┌─ RECORDS SHOWN

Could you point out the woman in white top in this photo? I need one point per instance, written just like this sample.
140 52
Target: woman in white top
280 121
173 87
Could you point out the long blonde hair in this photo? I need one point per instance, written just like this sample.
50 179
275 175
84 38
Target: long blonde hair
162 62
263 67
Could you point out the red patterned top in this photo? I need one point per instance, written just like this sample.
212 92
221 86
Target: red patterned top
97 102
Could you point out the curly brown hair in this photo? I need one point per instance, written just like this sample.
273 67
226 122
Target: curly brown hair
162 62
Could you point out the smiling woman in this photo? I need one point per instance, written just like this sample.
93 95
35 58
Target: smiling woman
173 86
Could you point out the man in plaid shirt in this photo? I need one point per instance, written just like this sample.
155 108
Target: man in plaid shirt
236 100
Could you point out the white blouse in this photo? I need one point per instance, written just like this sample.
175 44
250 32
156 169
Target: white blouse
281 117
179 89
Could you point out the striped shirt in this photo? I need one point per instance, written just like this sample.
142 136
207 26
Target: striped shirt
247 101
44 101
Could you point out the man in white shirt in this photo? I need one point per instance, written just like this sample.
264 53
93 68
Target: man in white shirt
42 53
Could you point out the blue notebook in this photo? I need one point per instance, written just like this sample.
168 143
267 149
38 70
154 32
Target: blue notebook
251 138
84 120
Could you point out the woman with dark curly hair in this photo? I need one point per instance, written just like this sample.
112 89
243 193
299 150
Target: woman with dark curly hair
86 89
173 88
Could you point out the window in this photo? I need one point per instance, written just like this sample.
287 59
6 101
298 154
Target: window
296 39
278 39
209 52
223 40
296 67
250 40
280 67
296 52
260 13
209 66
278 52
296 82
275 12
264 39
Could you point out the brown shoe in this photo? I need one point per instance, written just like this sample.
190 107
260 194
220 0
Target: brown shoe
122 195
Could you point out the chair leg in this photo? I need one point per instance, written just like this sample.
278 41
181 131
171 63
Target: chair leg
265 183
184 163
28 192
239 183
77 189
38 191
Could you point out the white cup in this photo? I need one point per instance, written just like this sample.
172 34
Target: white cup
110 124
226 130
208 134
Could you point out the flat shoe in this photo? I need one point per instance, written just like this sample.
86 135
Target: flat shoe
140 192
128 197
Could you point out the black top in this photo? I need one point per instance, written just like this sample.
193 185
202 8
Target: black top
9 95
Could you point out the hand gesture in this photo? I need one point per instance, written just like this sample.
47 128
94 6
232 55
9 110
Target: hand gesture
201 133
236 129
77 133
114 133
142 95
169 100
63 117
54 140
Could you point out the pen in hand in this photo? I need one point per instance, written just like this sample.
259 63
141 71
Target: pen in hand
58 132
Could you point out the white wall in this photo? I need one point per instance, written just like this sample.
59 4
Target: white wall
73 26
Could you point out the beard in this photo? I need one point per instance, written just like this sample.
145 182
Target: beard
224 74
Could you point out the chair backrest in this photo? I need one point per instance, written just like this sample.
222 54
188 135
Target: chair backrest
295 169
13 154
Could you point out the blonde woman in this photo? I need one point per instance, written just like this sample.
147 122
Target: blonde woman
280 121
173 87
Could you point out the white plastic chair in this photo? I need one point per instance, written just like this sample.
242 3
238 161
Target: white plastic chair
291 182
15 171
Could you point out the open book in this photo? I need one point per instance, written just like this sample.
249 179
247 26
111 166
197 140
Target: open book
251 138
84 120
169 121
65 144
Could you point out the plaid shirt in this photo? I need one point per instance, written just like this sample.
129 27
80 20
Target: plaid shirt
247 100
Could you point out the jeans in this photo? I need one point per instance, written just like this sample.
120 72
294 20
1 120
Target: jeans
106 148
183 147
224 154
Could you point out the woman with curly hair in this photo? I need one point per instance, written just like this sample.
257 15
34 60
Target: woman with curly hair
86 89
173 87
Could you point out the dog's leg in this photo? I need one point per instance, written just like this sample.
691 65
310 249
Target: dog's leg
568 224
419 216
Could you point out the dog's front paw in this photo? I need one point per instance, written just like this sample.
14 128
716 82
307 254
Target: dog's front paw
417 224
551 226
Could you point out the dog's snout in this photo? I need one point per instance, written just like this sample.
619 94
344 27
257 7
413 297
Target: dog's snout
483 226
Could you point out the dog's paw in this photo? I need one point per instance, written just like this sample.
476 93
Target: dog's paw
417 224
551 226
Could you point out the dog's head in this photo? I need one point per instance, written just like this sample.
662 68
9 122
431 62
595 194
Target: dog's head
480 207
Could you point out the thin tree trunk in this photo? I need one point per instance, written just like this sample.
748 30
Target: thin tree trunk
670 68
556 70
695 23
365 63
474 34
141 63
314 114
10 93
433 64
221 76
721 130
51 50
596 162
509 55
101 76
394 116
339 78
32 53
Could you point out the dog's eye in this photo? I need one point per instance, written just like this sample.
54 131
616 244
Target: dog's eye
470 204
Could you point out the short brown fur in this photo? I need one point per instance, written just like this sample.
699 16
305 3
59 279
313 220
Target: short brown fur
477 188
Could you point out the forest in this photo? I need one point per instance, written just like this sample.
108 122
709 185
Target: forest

└─

> [SET EXERCISE]
Repeat all of the records above word for word, without changing a single character.

> [SOLVED EXERCISE]
Could you point out the woman in white top in this photo? I need one point per instance, written just like this sample.
140 52
Target: woman in white top
280 121
173 87
Could you point out the long blonde hair in this photo? I need one point per instance, written just like this sample.
50 179
275 175
84 38
Target: long blonde hair
162 62
263 67
Could you point out the red patterned top in this photo? I need one point per instance, written just like this sample.
212 92
221 86
Target: red patterned top
97 102
Could you point out the curly brown hair in this photo? I need one point per instance, written just like this sample.
273 67
226 122
Target: curly brown hair
162 62
Could you point out the smiling woman in this photo? I need one point per instance, written just like this sample.
93 95
35 58
Target: smiling woman
173 86
Could you point out the man in plaid shirt in this photo? I need one point per instance, written just like this sample.
155 108
Target: man in plaid shirt
236 100
Could you point out the white blouse in this photo? I need one point per instance, written just like this sample.
175 44
250 32
156 169
Target: white blouse
281 117
179 89
Could you point out the striped shirt in this photo? I need one point per instance, written just like this sample.
142 136
207 26
Target: striped shirt
247 101
44 101
Could you point out the man in white shirt in this photo? I need one point per instance, written just like this sample.
264 53
93 68
Target: man in white shirt
42 53
Could you point out the blue notebook in this photo? I need one point per instance, written just like this sample.
168 143
267 149
38 70
154 32
Target: blue notebook
251 138
84 120
Could you point out the woman with dark curly hair in this photo? I need one point per instance, written just like this sample.
112 89
243 193
299 150
Target: woman with dark curly hair
86 89
173 88
Could you point out the window in this photo? I need one point per instance, written just like this sample.
287 59
6 101
298 154
Target: window
296 39
278 39
209 52
223 40
296 67
250 40
280 67
296 52
260 13
209 66
278 52
296 82
275 12
264 39
Could you point out the brown shoe in this photo? I need one point per instance, written just like this sample.
190 107
260 194
220 0
Target: brown shoe
122 195
Could you point out the chair leg in this photo? I need one point per instance, written just like this sample.
278 41
181 131
171 63
Target: chair leg
265 183
184 163
28 192
239 183
77 189
38 191
Could you point out the white cup in this photo? I need one point per instance, written just like this sample.
172 34
Target: white cup
110 124
226 130
208 134
Could you point out the flat shoe in this photo? I need one point per instance, written just like this sample.
86 135
Target: flat shoe
140 192
128 197
Could you point out the black top in this photo? I need one point per instance, written just like this sample.
193 185
202 8
Target: black top
9 95
Could you point out the hand gesture in this photo? I need one point per instance, written just like this sample.
47 128
94 6
232 55
9 110
Target: hand gesture
201 133
236 129
77 133
114 133
142 95
169 100
63 117
54 140
Could you point out the pen in hand in this photo? I need one point per instance, written just like this sample.
259 63
141 71
Target: pen in hand
58 132
Could you point out the white wall in this photo? I need one point per instance, written just like this sample.
59 4
Target: white wall
73 26
Could you point out the beard in this photo? I need one point per instance, written just like this sample.
145 182
Target: beard
224 74
Could you point out the chair backrest in this photo? I need one point per instance, written just like this sample.
222 54
188 135
Target: chair backrest
295 169
13 154
Could you point out the blonde woman in this photo? I need one point per instance, written just like this sample.
147 122
Target: blonde woman
280 121
173 87
Could you point out the white plastic chair in this photo? I need one point per instance, written just like this sample.
242 3
238 161
Target: white plastic chair
291 182
15 171
Could you point out the open book in this photo? I need one point per instance, written just like this sample.
249 179
247 26
111 166
197 140
Target: open book
251 138
84 120
169 121
65 144
Could you point out the plaid shirt in this photo? I need one point per instance, written just like this sample.
129 27
80 20
Target: plaid shirt
247 100
Could you point out the jeans in this photo? I need one point per instance, written just like this sample.
120 72
294 20
1 120
Target: jeans
106 148
183 147
224 154
Could you point out the woman with curly hair in this photo? I need one point per instance, written just like this sample.
257 15
34 60
Target: woman with curly hair
86 89
173 87
Could you point out the dog's leg in this photo? I need one point per instance, written just like this sample.
691 65
310 249
Target: dog's leg
568 224
419 216
Could you point out the dog's front paw in this photo? I need one point per instance, written just like this sample.
14 128
716 82
307 254
Target: dog's front paw
417 224
551 226
Could you point out the dog's snout in this photo? I need one point per instance, written just like this sample.
619 94
344 27
257 7
413 297
Target: dog's snout
483 226
Could you point out the dog's paw in this photo? I need one point per instance, written just like this sample.
476 93
Target: dog's paw
417 224
551 226
Could you point out the dog's head in this photo? I need one point per instance, written just like this sample.
662 68
9 122
431 62
595 194
Target: dog's head
480 207
Could you point out the thin tree trunk in this photo? I need one point per instance, written just like this sample.
748 30
Target: thin tree trunk
670 68
556 70
695 23
365 63
474 34
141 63
314 114
10 93
433 64
221 76
721 130
51 50
596 162
509 55
101 76
394 116
339 78
32 53
Could you point out the dog's eye in this photo? I need one point per instance, written just like this sample.
54 131
616 244
Target: dog's eye
470 204
Could you point out the short brown fur in this photo? I need one point per instance, written just like this sample.
699 16
305 3
59 279
313 220
Target: short brown fur
477 188
Could you point out the forest in this photo? I need one point per instance, written just like this sample.
108 122
709 185
Target: forest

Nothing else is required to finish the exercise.